:: Extracted text ::
>>>

(Updates prices, adds White House quote, analyst quote)
By Matthew Robinson
NEW YORK, March 6 (Reuters) - Oil hit a record high near
$106 on Thursday, fueled by the weak dollar and OPEC's decision
to hold crude output steady.
U.S. oil <CLc1> settled up 95 cents at $105.47 a barrel
after hitting a record $105.97 a barrel during the session.
London Brent crude <LCOc1> rose 97 cents to settle at $102.61 a
barrel, after hitting a record $102.95.
The gains followed a $5 jump on Wednesday, after declining
U.S. crude inventories and a decision by the Organization of
the Petroleum Exporting Countries to maintain production levels
despite consumer-nation calls for more oil.
Speculative buying as investors seek a hedge against
inflation and a tumbling dollar also drove oil prices higher.
"The dollar is going down again and hedgers are buying
commodities and this is all adding fuel to the fire," said
Mark Waggoner, president of Excel Futures.

<<<

:: Exercises ::
**A.** List every dollar amount in the oil price report that is given as a price per barrel.
**B.** Take the oil price report further, starting after the quote from Mark Waggoner.
The listing below comes from a separate, unrelated source.

Dataset excerpt

>>>

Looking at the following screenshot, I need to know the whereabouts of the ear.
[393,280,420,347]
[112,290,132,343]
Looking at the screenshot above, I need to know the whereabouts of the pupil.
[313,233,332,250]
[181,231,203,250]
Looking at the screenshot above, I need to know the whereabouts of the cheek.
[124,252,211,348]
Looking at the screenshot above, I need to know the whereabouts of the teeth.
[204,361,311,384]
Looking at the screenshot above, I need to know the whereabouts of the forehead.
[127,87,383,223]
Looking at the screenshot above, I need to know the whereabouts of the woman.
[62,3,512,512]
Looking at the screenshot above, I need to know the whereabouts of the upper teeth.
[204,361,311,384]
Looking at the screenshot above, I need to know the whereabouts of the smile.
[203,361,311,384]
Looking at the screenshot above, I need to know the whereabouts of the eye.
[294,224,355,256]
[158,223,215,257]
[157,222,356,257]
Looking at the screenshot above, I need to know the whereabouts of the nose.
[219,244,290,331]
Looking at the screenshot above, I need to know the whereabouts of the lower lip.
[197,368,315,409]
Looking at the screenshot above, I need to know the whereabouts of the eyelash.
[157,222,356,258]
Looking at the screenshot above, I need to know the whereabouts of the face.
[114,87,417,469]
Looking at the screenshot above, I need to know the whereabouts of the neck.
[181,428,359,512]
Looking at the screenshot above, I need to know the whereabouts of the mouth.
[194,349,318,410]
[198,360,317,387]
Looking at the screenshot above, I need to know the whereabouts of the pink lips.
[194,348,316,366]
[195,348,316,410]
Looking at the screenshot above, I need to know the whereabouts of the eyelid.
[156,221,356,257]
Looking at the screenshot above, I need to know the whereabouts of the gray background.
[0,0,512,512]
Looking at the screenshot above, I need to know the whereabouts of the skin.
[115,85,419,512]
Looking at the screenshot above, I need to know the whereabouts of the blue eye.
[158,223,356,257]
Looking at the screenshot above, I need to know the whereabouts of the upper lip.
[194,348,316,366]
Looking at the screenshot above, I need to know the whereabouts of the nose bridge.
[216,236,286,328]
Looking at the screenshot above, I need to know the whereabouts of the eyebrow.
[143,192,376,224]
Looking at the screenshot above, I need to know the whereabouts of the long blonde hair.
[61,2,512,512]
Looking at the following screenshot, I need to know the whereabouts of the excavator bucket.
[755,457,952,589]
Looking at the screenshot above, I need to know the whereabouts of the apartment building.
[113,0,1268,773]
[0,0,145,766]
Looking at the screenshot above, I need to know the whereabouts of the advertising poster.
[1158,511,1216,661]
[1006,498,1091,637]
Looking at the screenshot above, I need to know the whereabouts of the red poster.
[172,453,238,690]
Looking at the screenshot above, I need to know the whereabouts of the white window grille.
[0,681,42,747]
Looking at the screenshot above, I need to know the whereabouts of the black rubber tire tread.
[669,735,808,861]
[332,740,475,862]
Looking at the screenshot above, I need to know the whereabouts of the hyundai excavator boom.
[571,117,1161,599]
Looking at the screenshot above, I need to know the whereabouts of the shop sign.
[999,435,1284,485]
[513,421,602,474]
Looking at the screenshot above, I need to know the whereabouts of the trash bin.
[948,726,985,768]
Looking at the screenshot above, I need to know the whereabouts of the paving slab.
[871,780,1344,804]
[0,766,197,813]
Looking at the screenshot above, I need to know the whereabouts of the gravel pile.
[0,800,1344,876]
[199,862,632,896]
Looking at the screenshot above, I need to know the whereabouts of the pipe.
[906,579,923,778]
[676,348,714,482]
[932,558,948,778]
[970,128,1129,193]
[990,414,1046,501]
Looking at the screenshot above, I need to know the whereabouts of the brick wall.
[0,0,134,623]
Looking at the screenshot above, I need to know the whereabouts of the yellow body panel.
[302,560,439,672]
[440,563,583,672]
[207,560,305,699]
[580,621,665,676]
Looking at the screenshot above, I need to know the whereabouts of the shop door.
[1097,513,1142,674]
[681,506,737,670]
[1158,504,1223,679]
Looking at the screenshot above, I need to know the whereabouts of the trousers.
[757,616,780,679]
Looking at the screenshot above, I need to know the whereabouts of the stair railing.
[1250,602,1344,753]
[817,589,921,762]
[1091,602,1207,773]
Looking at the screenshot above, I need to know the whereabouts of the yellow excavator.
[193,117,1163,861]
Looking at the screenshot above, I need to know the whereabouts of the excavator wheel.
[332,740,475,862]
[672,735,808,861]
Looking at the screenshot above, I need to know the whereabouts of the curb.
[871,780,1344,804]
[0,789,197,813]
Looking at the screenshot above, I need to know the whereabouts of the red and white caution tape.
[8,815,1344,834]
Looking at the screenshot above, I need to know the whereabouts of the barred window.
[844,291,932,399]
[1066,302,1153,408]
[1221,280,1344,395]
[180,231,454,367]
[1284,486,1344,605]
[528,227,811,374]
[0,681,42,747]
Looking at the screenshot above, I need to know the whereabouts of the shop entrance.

<<<

:: Responses to the tasks ::
**A.** $105.47, $105.97, $102.61, $102.95

**B.**
The dollar extended losses against the euro and the yen on
Thursday after U.S. pending home sales were reported unchanged
in January, doing little to allay investor worries over the
deteriorating U.S. economic outlook. []
Wednesday's surge marked oil's single biggest price gain in
absolute dollar terms, according to Reuters database EcoWin,
although there have been larger daily percentage price gains.
[]
"The crude squeeze continues. The sharp rise in crude was
exacerbated by a weak U.S. dollar, OPEC's decision to stand
still," Citigroup said in a research note.
SPECULATORS, OPEC
OPEC agreed to hold production at current levels on
Wednesday, despite calls from the Untied States to increase
output to help consumers already battered by the mortgage
crisis and the credit crunch.
"We did try to encourage (an increase in OPEC output). But
if OPEC has decided they are not going to increase output,
there's not a lot that the president can do. We don't control
their decisions," White House spokeswoman Dana Perino said on
Thursday. []
Cartel members insist oil markets are well supplied and
blame the surge in prices on speculators and "mismanagement" of
the U.S. economy.
A U.S. government report Wednesday showed crude stocks in
the world's largest consumer fell by 3.1 million barrels last
week, against analysts' forecasts for an increase.[]
Distillate inventories, including heating oil, fell 4.8
million barrels, dropping for the fourth consecutive week, as
colder weather hit the U.S. Northeast. Gasoline stocks rose for
the 17th straight week.
OPEC will next meet in September to assess production
levels and evaluate the market, although ministers could confer
informally at a conference between consumers and producers in
Rome on April 20-22.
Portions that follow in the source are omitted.